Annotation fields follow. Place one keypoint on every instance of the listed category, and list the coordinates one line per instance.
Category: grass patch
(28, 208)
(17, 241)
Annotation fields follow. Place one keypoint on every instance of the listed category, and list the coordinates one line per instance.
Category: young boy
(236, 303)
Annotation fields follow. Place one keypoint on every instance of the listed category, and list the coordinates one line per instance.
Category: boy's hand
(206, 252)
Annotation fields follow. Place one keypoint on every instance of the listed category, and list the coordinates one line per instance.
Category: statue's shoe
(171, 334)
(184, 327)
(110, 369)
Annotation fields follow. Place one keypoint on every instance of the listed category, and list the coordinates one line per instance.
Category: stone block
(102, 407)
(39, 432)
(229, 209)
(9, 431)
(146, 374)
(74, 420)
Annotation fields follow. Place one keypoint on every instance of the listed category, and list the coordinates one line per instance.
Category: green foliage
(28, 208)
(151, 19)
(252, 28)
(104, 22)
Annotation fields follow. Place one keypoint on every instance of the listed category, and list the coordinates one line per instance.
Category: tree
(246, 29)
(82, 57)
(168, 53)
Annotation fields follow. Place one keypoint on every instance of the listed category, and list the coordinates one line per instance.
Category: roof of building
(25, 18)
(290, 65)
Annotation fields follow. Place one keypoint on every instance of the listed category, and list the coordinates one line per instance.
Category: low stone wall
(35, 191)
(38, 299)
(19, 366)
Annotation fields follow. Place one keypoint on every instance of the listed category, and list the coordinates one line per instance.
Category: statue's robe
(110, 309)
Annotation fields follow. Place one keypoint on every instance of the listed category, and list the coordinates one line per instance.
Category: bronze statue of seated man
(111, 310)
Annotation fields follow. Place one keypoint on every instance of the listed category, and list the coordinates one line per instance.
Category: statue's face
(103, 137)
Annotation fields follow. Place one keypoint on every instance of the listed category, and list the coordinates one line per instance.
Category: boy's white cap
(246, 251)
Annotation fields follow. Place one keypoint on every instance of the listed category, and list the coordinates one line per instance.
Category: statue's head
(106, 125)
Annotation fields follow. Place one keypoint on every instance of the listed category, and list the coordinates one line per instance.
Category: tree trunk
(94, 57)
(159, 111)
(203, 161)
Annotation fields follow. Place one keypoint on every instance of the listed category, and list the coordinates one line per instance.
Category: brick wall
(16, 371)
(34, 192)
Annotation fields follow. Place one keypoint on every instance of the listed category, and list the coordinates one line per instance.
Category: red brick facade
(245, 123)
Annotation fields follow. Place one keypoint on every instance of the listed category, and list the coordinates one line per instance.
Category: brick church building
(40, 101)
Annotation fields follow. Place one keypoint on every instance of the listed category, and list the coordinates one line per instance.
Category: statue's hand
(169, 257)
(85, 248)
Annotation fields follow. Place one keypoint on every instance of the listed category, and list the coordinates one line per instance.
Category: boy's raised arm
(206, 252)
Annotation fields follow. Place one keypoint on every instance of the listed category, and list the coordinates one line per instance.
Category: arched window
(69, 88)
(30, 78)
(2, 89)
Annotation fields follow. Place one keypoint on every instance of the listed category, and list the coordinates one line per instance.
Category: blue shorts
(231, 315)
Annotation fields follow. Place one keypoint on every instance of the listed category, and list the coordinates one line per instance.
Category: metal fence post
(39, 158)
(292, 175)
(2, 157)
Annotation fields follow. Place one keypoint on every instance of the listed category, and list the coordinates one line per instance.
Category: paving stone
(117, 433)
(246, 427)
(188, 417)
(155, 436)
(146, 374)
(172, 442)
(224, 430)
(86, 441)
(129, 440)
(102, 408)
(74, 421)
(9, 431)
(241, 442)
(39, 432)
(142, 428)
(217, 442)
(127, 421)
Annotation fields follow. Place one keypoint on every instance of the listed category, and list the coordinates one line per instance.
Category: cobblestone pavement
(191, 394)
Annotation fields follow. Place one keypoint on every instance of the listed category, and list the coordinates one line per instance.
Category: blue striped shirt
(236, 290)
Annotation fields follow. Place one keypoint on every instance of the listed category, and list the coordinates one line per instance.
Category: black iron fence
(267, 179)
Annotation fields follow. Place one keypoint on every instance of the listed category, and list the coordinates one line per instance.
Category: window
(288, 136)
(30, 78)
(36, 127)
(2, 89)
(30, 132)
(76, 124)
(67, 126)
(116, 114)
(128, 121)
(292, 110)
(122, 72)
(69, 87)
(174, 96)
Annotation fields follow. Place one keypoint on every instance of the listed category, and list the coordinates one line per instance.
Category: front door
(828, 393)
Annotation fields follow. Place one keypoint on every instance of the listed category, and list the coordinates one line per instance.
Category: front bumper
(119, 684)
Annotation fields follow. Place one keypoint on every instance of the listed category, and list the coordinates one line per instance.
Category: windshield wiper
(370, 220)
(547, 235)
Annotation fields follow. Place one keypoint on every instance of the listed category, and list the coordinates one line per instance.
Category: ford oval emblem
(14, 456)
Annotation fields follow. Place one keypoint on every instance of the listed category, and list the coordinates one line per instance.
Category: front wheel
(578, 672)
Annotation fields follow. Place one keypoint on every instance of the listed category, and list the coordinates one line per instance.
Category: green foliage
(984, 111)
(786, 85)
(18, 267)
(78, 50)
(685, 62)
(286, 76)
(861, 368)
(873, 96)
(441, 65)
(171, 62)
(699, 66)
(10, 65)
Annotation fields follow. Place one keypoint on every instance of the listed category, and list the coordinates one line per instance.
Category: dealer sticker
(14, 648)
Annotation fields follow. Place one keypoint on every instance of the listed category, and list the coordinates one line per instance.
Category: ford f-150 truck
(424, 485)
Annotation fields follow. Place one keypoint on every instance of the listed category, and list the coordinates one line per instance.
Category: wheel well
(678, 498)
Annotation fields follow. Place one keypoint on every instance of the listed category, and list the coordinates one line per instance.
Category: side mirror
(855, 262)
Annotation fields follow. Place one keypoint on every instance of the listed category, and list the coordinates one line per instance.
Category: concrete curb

· · · · ·

_The task_
The full set of records is to be written out once more, word for word.

_Result_
Annotation fields follow. Place one keypoint on every instance of the listed category, and list the coordinates one line per instance.
Category: grass patch
(28, 208)
(17, 241)
Annotation fields follow. Place one keypoint on every instance of the listed category, and list the coordinates one line per instance.
Category: young boy
(236, 303)
Annotation fields follow. Place one keypoint on every instance of the listed category, and list the coordinates one line per instance.
Category: boy's hand
(206, 252)
Annotation fields follow. Place one keypoint on every instance of the listed category, and list the coordinates one line per instance.
Category: statue's shoe
(171, 334)
(184, 327)
(110, 369)
Annotation fields follow. Place one keypoint on every instance of the listed category, and list the coordinates one line per instance.
Category: stone block
(102, 407)
(39, 432)
(229, 209)
(9, 431)
(146, 374)
(74, 420)
Annotation fields follow. Place one keypoint on every instance of the listed category, and list the coordinates one line per instance.
Category: green foliage
(28, 208)
(151, 19)
(252, 28)
(104, 22)
Annotation fields follow. Place one keypoint on every instance of the listed category, and list the coordinates one line per instance.
Category: tree
(246, 29)
(82, 57)
(168, 53)
Annotation fields follow. Place one keypoint on every instance of the listed category, and list the coordinates one line per instance.
Category: roof of building
(25, 18)
(290, 65)
Annotation fields follow. Place one keypoint on every instance of the listed category, and list the coordinates one line per instance.
Category: low stone wall
(35, 191)
(38, 299)
(19, 366)
Annotation fields follow. Place one keypoint on every instance of the listed category, and list the coordinates one line per instance.
Category: statue's robe
(110, 309)
Annotation fields follow. Place one keypoint on every instance of the listed category, and list the coordinates one line per instance.
Category: bronze statue of seated man
(111, 310)
Annotation fields follow. Place one keypoint on every instance of the listed category, and list the coordinates one line per instance.
Category: statue's face
(103, 137)
Annotation fields follow. Place one keypoint on every instance of the listed category, and list the coordinates one line per instance.
Category: boy's white cap
(246, 251)
Annotation fields follow. Place one keypoint on every instance of the listed category, and list the coordinates one line per instance.
Category: statue's head
(106, 125)
Annotation fields follow. Place one keypoint on every instance of the listed category, and list the coordinates one line per instance.
Category: tree trunk
(94, 57)
(159, 111)
(203, 161)
Annotation fields follow. Place one keypoint on every instance of the listed category, and list the coordinates one line per instance.
Category: brick wall
(16, 371)
(34, 192)
Annotation fields follow. Place one keypoint on every instance of the listed category, and list the coordinates one line per instance.
Category: red brick facade
(245, 123)
Annotation fields follow. Place one keypoint on every instance of the listed category, and list the coordinates one line per instance.
Category: brick church building
(40, 101)
Annotation fields follow. Place one keypoint on every instance of the listed category, and list the coordinates one line per instance.
Category: statue's hand
(169, 257)
(85, 248)
Annotation fields follow. Place one keypoint on every instance of the listed category, and list the coordinates one line per instance.
Category: boy's raised arm
(206, 252)
Annotation fields follow. Place one keypoint on every instance of the listed category, and list the coordinates one line per instance.
Category: arched window
(69, 88)
(30, 78)
(2, 89)
Annotation fields follow. Place one keypoint on every instance of the listed category, and list the coordinates one line per instance.
Category: blue shorts
(231, 315)
Annotation fields follow. Place one keypoint on every instance of the listed category, and list the coordinates one line per instance.
Category: metal fence post
(39, 158)
(292, 175)
(2, 157)
Annotation fields follow. Place one keypoint on every instance of the listed category, and list the coordinates one line per instance.
Category: paving stone
(117, 433)
(246, 427)
(188, 417)
(155, 436)
(146, 374)
(172, 442)
(224, 430)
(86, 441)
(129, 440)
(102, 408)
(74, 421)
(9, 431)
(241, 442)
(39, 432)
(142, 428)
(217, 442)
(127, 421)
Annotation fields follow. Place one keypoint on every instance of the listed category, and list the coordinates one line per instance.
Category: cobblestone pavement
(191, 394)
Annotation fields follow. Place one keypoint on every instance of the listed category, and list the coordinates one line per instance.
Category: blue striped shirt
(236, 290)
Annotation fields follow. Place one keypoint on every instance of the listed category, and list the coordinates one line per instance.
Category: black iron fence
(267, 179)
Annotation fields follow. Place one keypoint on every instance of the listed category, and list the coordinates one line per instance.
Category: window
(288, 136)
(30, 78)
(36, 127)
(2, 89)
(30, 132)
(76, 124)
(67, 126)
(116, 114)
(128, 121)
(292, 110)
(122, 72)
(69, 87)
(174, 96)
Annotation fields follow. Place one keypoint on every instance of the listed category, and list the coordinates one line per instance.
Category: front door
(828, 393)
Annotation fields follow. Place one keypoint on every instance of the listed category, and list the coordinates one line per instance.
Category: front bumper
(119, 684)
Annotation fields follow. Place one keypoint on every instance of the listed category, and list the coordinates one line per instance.
Category: windshield wiper
(370, 220)
(547, 235)
Annotation fields follow. Place one keypoint on every instance of the listed category, and list the coordinates one line per instance.
Category: ford oval emblem
(14, 456)
Annotation fields follow. Place one keypoint on every instance of the listed category, and list the coordinates one line per instance.
Category: front wheel
(578, 672)
Annotation fields follow. Place one keypoint on every instance of the listed category, and list the coordinates one line per instance.
Category: green foliage
(984, 111)
(786, 85)
(18, 267)
(78, 50)
(685, 62)
(286, 76)
(861, 368)
(873, 96)
(441, 65)
(171, 62)
(699, 66)
(10, 65)
Annotation fields follow. Place one keypoint on every instance of the listed category, and list the coordinates one line per instance.
Category: dealer sticker
(14, 648)
Annotation fields follow. Place one keypoint on every instance of the listed category, and list the coordinates one line per instance.
Category: ford f-150 truck
(424, 485)
Annotation fields follow. Place one keypoint on every instance of the listed category, and list the coordinates one line per instance.
Category: wheel well
(678, 498)
Annotation fields follow. Place one keypoint on every instance of the listed category, and list the coordinates one line per instance.
Category: side mirror
(855, 262)
Annotation fields follow. Place one keypoint on every instance of the listed category, and list the coordinates one line per instance.
Category: concrete curb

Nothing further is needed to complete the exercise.